Please retype the forum thread about totaling word frequencies in quanteda word for word, from "## Package version: 3.1" up to and including "dictionary(list(terms = keyterms))".

SOURCE DOCUMENT =
──────────

Reputation: 165
I am trying to find the frequencies of several words totalled.
For example, I am using this code to find the frequencies of some words
keyterms <- c("canadian", "american", "british")
dict <- dictionary(list(keyterms2 = c("canadian", "american", "british"))))
dfm <- dfm(toks) %>%
dfm_group(groups = "Organization") %>%
dfm_select(pattern = keyterms)
When I run the above using keyterms and the dictionary, I get the frequencies for each word individually.
A header | canadian | american | british |
---|---|---|---|
Organization | 10 | 10 | 10 |
Is there a way to write the script so that it returns the frequencies totalled up so that it looks like this:
A header | terms |
---|---|
Organization | 30 |
Thank you
Upvotes: 0
Views: 89
Reputation: 14902
The dictionary approach is the most elegant solution, since it combines your keyword terms.
Here, I've illustrated how you can do this with the built-in inaugural corpus, where your groups (similar to your "Organization") is the president's name.
library("quanteda")
## Package version: 3.1
## Unicode version: 13.0
## ICU version: 69.1
## Parallel computing: 12 of 12 threads used.
## See https://quanteda.io for tutorials and examples.
keyterms <- c("canadian", "american", "british")
dict <- dictionary(list(terms = keyterms))
toks <- data_corpus_inaugural %>%
corpus_subset(Year > 2000) %>%
tokens() %>%
tokens_lookup(dictionary = dict)
dfm(toks) %>%
dfm_group(groups = President) %>%
convert(to = "data.frame")
## doc_id terms
## 1 Biden 9
## 2 Bush 6
## 3 Obama 8
## 4 Trump 11
(You can rename the first column to "A header" if you wish.)
Note that the usage for groups
changed in quanteda 3.0, so now its value should not be quoted.
Upvotes: 1
Reputation: 388797
You can use rowSums
-
result <- dfm(toks) %>%
dfm_group(groups = "Organization") %>%
dfm_select(pattern = keyterms) %>%
rowSums()
Using stack(result)[2:1]
would return a dataframe.
Upvotes: 0

──────────

ENTRIES SUPPLIED =
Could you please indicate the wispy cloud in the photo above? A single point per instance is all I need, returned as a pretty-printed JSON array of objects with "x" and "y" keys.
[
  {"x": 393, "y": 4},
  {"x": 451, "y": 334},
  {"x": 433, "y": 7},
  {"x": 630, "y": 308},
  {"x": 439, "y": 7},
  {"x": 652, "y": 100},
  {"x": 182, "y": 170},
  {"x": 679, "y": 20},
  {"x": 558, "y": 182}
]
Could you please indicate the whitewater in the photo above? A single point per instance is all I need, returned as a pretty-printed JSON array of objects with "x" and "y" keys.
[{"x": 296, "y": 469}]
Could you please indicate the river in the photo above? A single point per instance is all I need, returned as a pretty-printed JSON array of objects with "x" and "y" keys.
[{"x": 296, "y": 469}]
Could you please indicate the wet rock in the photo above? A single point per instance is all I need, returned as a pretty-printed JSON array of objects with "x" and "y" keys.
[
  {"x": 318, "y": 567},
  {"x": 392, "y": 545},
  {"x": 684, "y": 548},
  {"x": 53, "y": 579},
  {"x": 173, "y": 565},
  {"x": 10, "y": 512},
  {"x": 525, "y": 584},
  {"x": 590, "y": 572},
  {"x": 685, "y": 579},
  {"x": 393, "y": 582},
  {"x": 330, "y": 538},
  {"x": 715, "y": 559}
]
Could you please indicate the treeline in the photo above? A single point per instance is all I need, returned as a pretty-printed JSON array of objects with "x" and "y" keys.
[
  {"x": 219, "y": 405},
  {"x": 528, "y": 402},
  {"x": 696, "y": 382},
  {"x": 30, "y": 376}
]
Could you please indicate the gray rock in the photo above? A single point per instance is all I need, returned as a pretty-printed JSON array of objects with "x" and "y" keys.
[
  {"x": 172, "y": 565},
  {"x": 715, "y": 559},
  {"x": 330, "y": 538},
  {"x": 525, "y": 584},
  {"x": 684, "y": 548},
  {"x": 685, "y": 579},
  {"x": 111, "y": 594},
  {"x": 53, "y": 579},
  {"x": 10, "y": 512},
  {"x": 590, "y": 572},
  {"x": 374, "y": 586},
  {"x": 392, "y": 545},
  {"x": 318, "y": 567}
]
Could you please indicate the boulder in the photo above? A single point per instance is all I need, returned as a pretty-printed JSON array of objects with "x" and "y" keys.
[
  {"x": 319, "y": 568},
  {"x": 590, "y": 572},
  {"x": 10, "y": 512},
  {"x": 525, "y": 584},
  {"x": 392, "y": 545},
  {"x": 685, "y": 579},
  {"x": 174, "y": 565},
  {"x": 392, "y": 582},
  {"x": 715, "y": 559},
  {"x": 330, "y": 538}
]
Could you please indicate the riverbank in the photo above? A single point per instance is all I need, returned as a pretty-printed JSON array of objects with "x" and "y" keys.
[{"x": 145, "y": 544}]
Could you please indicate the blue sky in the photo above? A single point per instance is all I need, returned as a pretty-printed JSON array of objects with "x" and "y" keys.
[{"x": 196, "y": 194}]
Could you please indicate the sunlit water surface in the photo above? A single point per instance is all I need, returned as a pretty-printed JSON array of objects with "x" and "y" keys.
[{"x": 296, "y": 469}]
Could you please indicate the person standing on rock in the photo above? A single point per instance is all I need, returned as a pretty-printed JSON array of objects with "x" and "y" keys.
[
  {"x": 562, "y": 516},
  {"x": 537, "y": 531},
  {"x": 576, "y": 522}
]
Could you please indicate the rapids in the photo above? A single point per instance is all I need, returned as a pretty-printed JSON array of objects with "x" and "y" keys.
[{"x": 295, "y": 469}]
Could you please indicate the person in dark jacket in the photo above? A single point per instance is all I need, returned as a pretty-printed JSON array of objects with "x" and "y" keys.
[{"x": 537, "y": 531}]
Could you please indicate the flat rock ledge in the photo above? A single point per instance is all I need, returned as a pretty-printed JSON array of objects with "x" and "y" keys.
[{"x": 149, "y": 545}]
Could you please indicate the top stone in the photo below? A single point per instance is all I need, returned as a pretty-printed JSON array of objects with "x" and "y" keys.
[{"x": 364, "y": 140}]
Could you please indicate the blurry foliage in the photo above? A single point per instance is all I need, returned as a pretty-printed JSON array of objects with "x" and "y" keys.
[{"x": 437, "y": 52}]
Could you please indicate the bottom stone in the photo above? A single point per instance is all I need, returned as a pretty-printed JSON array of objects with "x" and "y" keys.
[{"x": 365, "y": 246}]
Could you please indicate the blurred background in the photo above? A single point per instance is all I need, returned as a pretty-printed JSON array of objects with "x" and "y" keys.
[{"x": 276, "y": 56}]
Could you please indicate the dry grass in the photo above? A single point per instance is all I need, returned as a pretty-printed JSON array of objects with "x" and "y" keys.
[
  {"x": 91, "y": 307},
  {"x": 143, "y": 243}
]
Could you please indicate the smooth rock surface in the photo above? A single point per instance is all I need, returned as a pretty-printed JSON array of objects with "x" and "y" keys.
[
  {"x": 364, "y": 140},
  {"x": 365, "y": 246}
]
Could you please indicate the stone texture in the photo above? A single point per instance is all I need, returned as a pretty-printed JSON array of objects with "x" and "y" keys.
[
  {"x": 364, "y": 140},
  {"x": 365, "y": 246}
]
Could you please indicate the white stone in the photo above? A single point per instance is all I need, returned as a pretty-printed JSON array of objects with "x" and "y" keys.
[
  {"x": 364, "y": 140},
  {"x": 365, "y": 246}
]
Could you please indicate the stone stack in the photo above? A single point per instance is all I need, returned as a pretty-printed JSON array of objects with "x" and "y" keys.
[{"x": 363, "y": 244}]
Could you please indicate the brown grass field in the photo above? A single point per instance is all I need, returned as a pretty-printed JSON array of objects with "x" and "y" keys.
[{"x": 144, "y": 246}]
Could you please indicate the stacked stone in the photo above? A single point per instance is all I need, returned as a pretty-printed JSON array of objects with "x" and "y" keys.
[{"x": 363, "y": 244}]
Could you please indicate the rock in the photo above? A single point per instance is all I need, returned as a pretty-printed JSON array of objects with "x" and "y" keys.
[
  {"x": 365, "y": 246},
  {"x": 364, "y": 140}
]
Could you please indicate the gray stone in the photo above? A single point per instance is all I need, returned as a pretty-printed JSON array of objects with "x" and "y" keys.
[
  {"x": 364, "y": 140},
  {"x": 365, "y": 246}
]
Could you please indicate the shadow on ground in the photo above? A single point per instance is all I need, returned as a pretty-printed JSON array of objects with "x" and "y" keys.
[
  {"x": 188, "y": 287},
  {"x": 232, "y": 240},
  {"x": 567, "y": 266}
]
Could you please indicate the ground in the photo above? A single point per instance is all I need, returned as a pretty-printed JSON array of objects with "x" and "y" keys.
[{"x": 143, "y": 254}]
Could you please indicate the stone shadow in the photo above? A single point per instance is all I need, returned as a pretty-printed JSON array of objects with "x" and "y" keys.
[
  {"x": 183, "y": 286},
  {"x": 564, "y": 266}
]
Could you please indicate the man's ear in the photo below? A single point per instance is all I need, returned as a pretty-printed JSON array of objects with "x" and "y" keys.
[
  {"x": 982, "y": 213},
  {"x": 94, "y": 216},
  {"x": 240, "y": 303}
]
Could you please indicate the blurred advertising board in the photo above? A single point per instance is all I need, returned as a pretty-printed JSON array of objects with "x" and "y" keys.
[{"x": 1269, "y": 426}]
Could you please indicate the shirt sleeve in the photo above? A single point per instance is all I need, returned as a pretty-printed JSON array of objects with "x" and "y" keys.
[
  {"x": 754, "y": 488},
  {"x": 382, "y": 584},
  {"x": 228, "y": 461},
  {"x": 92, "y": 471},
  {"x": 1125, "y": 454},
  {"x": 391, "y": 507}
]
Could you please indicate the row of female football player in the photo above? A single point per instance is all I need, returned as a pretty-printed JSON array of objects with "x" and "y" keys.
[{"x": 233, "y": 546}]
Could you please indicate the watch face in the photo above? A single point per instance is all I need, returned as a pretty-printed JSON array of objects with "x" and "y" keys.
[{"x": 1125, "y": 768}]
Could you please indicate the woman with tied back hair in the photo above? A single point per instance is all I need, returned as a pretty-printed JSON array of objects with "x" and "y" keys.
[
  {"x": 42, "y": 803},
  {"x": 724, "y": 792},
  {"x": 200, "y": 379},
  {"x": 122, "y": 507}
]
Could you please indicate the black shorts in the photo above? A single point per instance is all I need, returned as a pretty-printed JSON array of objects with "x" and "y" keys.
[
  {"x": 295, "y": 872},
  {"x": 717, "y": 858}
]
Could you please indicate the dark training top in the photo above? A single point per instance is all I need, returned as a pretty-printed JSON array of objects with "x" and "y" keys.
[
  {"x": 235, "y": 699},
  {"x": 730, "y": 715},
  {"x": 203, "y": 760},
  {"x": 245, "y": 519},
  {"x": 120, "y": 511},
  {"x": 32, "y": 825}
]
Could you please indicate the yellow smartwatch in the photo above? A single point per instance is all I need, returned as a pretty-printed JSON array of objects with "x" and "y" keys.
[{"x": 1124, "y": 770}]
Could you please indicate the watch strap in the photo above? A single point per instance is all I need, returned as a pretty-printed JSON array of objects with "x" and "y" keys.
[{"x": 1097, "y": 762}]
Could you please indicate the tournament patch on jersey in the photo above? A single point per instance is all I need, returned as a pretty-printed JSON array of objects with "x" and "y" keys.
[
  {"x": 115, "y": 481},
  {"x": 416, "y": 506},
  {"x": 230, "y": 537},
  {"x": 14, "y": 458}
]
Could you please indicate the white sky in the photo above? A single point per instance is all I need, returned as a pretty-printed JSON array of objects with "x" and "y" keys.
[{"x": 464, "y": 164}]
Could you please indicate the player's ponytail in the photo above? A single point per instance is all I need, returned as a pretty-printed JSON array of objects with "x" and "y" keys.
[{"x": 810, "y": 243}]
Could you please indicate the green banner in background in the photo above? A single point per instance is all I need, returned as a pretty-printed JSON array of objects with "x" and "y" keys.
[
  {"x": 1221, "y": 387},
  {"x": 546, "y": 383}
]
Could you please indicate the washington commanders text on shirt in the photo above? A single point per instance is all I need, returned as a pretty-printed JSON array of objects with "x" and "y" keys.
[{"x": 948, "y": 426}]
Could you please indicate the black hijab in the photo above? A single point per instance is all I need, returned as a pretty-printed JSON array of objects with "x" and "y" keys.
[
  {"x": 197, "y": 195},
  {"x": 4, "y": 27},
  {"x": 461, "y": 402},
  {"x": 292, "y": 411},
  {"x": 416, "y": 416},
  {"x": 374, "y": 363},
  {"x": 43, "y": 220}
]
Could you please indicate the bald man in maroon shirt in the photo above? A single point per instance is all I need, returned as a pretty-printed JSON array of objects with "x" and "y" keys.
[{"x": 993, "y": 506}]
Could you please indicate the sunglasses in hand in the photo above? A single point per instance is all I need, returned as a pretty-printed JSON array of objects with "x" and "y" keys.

──────────

RESULT FOR THIS TASK =
## Package version: 3.1
## Unicode version: 13.0
## ICU version: 69.1
## Parallel computing: 12 of 12 threads used.
## See https://quanteda.io for tutorials and examples.
keyterms <- c("canadian", "american", "british")
dict <- dictionary(list(terms = keyterms))